Copy all the material below, exactly as it stands.

- - -

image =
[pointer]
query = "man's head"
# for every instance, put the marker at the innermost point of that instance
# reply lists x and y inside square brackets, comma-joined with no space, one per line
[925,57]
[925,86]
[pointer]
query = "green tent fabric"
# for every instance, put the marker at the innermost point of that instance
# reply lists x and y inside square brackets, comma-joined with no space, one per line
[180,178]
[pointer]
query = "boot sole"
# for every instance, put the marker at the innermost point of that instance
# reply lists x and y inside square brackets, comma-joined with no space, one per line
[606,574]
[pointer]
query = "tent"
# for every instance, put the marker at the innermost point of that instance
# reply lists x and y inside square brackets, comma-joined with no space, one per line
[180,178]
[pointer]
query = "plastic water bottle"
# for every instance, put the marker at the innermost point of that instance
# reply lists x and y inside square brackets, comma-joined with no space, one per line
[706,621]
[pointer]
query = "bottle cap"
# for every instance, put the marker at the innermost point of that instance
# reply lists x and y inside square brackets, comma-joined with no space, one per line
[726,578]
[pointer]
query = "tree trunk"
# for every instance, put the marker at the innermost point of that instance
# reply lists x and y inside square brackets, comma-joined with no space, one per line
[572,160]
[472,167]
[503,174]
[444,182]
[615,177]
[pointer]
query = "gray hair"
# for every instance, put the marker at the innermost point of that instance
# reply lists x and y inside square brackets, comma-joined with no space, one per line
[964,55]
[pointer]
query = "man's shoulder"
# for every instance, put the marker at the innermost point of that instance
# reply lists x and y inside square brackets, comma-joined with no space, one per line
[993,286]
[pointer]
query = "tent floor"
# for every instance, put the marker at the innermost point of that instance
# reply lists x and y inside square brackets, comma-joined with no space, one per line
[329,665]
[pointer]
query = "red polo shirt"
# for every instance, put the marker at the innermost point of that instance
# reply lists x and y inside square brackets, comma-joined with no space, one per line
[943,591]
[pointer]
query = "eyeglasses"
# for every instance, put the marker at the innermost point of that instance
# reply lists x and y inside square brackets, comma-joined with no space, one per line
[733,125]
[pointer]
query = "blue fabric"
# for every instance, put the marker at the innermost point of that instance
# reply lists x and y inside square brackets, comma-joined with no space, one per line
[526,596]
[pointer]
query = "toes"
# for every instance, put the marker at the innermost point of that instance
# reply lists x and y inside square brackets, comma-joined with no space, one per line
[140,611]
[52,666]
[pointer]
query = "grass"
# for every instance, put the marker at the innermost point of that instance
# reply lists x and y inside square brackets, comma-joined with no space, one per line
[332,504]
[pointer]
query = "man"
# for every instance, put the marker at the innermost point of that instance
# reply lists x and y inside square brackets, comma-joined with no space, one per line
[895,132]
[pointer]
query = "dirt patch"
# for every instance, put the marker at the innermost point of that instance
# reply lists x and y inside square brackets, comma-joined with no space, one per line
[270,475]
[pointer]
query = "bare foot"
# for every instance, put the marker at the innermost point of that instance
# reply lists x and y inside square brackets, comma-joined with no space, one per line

- - -

**THE SOLUTION:**
image =
[pointer]
query = "man's head"
# for every instance, put the marker at the innermost point of that instance
# reply lists x and y inside square brackets, comma-joined with no space, one per line
[925,57]
[925,86]
[pointer]
query = "green tent fabric"
# for every instance, put the marker at the innermost point of that instance
# reply lists x and y inside square brackets, comma-joined with no space, one per line
[180,178]
[pointer]
query = "boot sole"
# for every instance, put the marker at the innermost point of that instance
# reply lists x and y inside square brackets, comma-joined with no space, one per line
[606,574]
[pointer]
query = "tent"
# for every instance, put the marker at the innermost point of that instance
# reply lists x and y inside square brackets, comma-joined with no space, one per line
[180,178]
[pointer]
query = "plastic water bottle"
# for every instance, put the marker at the innermost point of that instance
# reply lists x and y inside square brackets, comma-joined with no space, one per line
[706,621]
[pointer]
query = "bottle cap"
# for every instance, put the marker at the innermost point of that instance
# reply lists x and y inside square brackets, comma-joined with no space, one per line
[726,578]
[pointer]
query = "tree trunk"
# for every instance, put the marker at the innermost point of that instance
# reply lists x and y inside square brackets, comma-joined with no space, one per line
[572,160]
[472,167]
[503,174]
[444,182]
[615,177]
[pointer]
query = "gray hair"
# for every instance, put the marker at the innermost point of that instance
# reply lists x and y inside square brackets, comma-joined with no space, one per line
[964,55]
[pointer]
query = "man's shoulder"
# for every instance, put the marker at the innermost point of that instance
# reply lists x and y inside square brackets, comma-joined with no space, one per line
[993,286]
[pointer]
query = "tent floor"
# for every instance, put the marker at the innermost point of that instance
# reply lists x and y inside square brackets, comma-joined with no space, one per line
[329,665]
[pointer]
query = "red polo shirt"
# for every instance, put the marker at the innermost point of that instance
# reply lists x and y inside square brackets, comma-joined with no space, one per line
[943,591]
[pointer]
query = "eyeglasses"
# for every instance, put the marker at the innermost point of that instance
# reply lists x and y inside square brackets, comma-joined with no space, one per line
[733,125]
[pointer]
query = "blue fabric"
# for every instance, put the marker at the innermost point of that instance
# reply lists x and y inside square brackets, comma-joined with no space, one per line
[526,596]
[pointer]
query = "toes"
# for every instance, put the marker at the innermost point of that instance
# reply lists x and y inside square brackets, comma-joined with no space, one per line
[140,611]
[52,666]
[pointer]
query = "grass"
# for every instance, put the marker at the innermost point of that instance
# reply lists x and y inside square brackets, comma-joined with no space, one per line
[332,504]
[pointer]
query = "man"
# for every instance, put the marker at the innermost point of that instance
# reply lists x and y inside square brackets, comma-joined with no space, one per line
[895,132]
[pointer]
query = "dirt patch"
# for every instance, put the marker at the innermost point of that instance
# reply lists x and y inside square brackets, comma-joined with no space, one per line
[270,475]
[pointer]
query = "bare foot"
# for every instance, put the marker at the innermost point of that instance
# reply lists x and y inside square brackets, comma-joined with no space, one per line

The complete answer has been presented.